Collected data entries
——————
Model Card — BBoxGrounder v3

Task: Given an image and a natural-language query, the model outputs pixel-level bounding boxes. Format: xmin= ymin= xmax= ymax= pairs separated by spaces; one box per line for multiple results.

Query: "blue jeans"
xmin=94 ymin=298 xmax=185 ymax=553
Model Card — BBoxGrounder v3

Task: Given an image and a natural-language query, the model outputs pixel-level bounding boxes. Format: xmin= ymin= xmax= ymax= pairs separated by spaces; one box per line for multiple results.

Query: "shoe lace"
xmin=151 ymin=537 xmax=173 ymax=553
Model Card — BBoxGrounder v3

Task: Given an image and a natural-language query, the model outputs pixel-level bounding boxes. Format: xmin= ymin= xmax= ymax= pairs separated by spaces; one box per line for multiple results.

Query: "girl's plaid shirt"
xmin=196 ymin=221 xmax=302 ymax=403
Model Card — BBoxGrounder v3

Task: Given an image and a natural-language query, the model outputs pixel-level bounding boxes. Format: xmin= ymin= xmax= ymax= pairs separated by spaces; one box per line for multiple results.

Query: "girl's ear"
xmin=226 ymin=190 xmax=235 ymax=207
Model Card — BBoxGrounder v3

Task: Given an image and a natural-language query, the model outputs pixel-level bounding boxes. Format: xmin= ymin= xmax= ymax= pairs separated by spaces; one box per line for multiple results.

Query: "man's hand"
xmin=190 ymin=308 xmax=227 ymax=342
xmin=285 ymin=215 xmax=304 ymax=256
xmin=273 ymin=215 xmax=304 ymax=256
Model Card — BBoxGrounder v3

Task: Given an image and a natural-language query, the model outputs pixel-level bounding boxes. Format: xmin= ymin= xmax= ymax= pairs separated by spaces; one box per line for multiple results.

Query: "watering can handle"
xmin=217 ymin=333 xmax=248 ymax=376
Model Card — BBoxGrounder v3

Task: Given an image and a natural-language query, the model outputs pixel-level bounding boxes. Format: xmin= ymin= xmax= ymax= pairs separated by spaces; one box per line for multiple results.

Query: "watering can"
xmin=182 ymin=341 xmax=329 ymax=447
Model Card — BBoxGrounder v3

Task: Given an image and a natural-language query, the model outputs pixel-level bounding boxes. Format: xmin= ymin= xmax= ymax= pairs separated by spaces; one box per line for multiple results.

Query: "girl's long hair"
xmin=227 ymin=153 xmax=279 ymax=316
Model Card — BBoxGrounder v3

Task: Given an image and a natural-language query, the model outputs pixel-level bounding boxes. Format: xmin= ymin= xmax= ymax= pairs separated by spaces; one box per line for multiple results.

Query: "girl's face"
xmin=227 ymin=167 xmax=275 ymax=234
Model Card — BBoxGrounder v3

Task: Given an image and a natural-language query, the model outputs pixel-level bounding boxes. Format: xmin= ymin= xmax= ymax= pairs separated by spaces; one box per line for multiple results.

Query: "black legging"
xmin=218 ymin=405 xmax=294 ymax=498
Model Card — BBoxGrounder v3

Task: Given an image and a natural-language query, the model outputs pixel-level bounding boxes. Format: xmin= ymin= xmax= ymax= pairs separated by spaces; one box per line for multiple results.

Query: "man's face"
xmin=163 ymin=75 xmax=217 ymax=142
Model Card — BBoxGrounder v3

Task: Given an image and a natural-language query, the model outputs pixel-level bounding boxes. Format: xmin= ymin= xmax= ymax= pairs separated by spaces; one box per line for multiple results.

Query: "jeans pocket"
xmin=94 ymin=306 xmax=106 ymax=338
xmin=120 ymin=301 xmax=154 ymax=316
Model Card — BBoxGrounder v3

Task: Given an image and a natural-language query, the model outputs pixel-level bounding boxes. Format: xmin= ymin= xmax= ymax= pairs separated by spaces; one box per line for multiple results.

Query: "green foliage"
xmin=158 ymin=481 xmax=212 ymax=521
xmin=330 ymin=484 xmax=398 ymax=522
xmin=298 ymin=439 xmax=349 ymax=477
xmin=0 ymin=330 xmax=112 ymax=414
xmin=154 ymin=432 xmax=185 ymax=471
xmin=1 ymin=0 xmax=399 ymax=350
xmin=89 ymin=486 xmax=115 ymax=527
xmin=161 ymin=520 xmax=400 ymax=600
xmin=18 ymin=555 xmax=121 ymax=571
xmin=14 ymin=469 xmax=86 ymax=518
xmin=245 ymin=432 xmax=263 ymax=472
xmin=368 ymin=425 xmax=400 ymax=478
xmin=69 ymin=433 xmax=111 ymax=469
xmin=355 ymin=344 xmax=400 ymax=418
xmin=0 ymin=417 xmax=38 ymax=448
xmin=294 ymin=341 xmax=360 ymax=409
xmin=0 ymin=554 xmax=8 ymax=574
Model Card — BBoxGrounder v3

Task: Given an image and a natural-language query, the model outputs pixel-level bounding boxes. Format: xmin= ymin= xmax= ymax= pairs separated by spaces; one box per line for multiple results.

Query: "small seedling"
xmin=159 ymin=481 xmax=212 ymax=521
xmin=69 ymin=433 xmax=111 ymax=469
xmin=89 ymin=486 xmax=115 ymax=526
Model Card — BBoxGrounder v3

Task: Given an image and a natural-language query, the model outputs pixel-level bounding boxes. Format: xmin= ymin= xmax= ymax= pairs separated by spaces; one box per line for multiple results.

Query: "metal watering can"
——————
THE PROBLEM
Without changing a word, write out each entry again.

FINISHED TASK
Model Card — BBoxGrounder v3

Task: Given an image and a natural-language query, the model outputs pixel-level bounding boxes. Format: xmin= ymin= xmax= ymax= pairs separated by spaces; one box per line for multiple results.

Query: "blue jeans"
xmin=94 ymin=298 xmax=185 ymax=553
Model Card — BBoxGrounder v3

Task: Given an image and a natural-language query, the model outputs pixel-level bounding boxes. Format: xmin= ymin= xmax= ymax= pairs separated by spaces; one box per line for multiple results.

Query: "shoe lace"
xmin=151 ymin=537 xmax=173 ymax=553
Model Card — BBoxGrounder v3

Task: Given an image and a natural-language query, the model outputs pixel-level bounding boxes. Format: xmin= ymin= xmax= ymax= pairs separated by spaces; one box per line for multiple results.

Query: "girl's plaid shirt"
xmin=196 ymin=221 xmax=302 ymax=403
Model Card — BBoxGrounder v3

Task: Given an image and a natural-language query, the model outputs pixel-level bounding boxes. Format: xmin= ymin= xmax= ymax= pairs separated by spaces; one box per line for multiple results.

Query: "girl's ear"
xmin=226 ymin=190 xmax=235 ymax=207
Model Card — BBoxGrounder v3

Task: Given an image and a natural-language query, the model outputs pixel-level bounding boxes. Format: xmin= ymin= xmax= ymax= pairs separated by spaces; one box per line for multiple results.

Query: "man's hand"
xmin=190 ymin=308 xmax=227 ymax=342
xmin=285 ymin=215 xmax=304 ymax=256
xmin=273 ymin=215 xmax=304 ymax=256
Model Card — BBoxGrounder v3

Task: Given an image and a natural-language query, the model outputs pixel-level bounding boxes. Format: xmin= ymin= xmax= ymax= pairs separated by spaces; one box per line for multiple results.

Query: "watering can handle"
xmin=217 ymin=333 xmax=248 ymax=376
Model Card — BBoxGrounder v3

Task: Given an image and a natural-language query, the model outputs pixel-level bounding boxes. Format: xmin= ymin= xmax= ymax= pairs separated by spaces; one box per line for multiple results.

Query: "watering can"
xmin=182 ymin=341 xmax=329 ymax=447
Model Card — BBoxGrounder v3

Task: Given an image and a natural-language query, the model outputs pixel-level bounding boxes. Format: xmin= ymin= xmax= ymax= pairs separated by spaces; one box per line for multiple results.

Query: "girl's long hair"
xmin=227 ymin=153 xmax=279 ymax=316
Model Card — BBoxGrounder v3

Task: Given an image and a natural-language query, the model outputs pixel-level bounding boxes. Format: xmin= ymin= xmax= ymax= pairs separated by spaces; one box per line for multiple results.

Query: "girl's face"
xmin=227 ymin=167 xmax=275 ymax=234
Model Card — BBoxGrounder v3

Task: Given an image and a natural-language query, the model outputs pixel-level bounding boxes. Format: xmin= ymin= xmax= ymax= pairs separated by spaces; one box per line for multiple results.

Query: "black legging"
xmin=218 ymin=405 xmax=294 ymax=498
Model Card — BBoxGrounder v3

Task: Given an image and a natural-language query, the model outputs pixel-level bounding boxes. Format: xmin= ymin= xmax= ymax= pairs separated by spaces; one box per line for multiple results.

Query: "man's face"
xmin=163 ymin=75 xmax=217 ymax=142
Model Card — BBoxGrounder v3

Task: Given an image and a natural-language query, the model outputs pixel-level bounding boxes. Format: xmin= ymin= xmax= ymax= pairs separated by spaces; one box per line for multiple results.

Query: "jeans pocket"
xmin=94 ymin=306 xmax=106 ymax=338
xmin=120 ymin=301 xmax=154 ymax=316
Model Card — BBoxGrounder v3

Task: Given an image and a natural-language query, the model outputs pixel-level bounding boxes. Format: xmin= ymin= xmax= ymax= pairs separated by spaces; one box per line for multiple results.

Query: "green foliage"
xmin=158 ymin=481 xmax=212 ymax=521
xmin=330 ymin=484 xmax=398 ymax=522
xmin=298 ymin=439 xmax=349 ymax=477
xmin=0 ymin=330 xmax=112 ymax=414
xmin=154 ymin=432 xmax=185 ymax=471
xmin=1 ymin=0 xmax=399 ymax=350
xmin=89 ymin=486 xmax=115 ymax=527
xmin=161 ymin=520 xmax=400 ymax=600
xmin=18 ymin=555 xmax=121 ymax=571
xmin=14 ymin=469 xmax=86 ymax=518
xmin=245 ymin=432 xmax=263 ymax=472
xmin=368 ymin=425 xmax=400 ymax=478
xmin=69 ymin=433 xmax=111 ymax=469
xmin=355 ymin=344 xmax=400 ymax=418
xmin=0 ymin=417 xmax=38 ymax=448
xmin=294 ymin=341 xmax=360 ymax=409
xmin=0 ymin=554 xmax=8 ymax=574
Model Card — BBoxGrounder v3

Task: Given an image and a natural-language query, the model outputs pixel-level bounding boxes. Format: xmin= ymin= xmax= ymax= pairs separated by spaces; one box per line for multiple results.

Query: "small seedling"
xmin=159 ymin=481 xmax=212 ymax=521
xmin=69 ymin=433 xmax=111 ymax=469
xmin=89 ymin=486 xmax=115 ymax=526
Model Card — BBoxGrounder v3

Task: Given an image and a natural-language query, the model outputs pixel-level bounding boxes. Format: xmin= ymin= xmax= ymax= pairs separated by spaces; one box per line for multiple results.

Query: "metal watering can"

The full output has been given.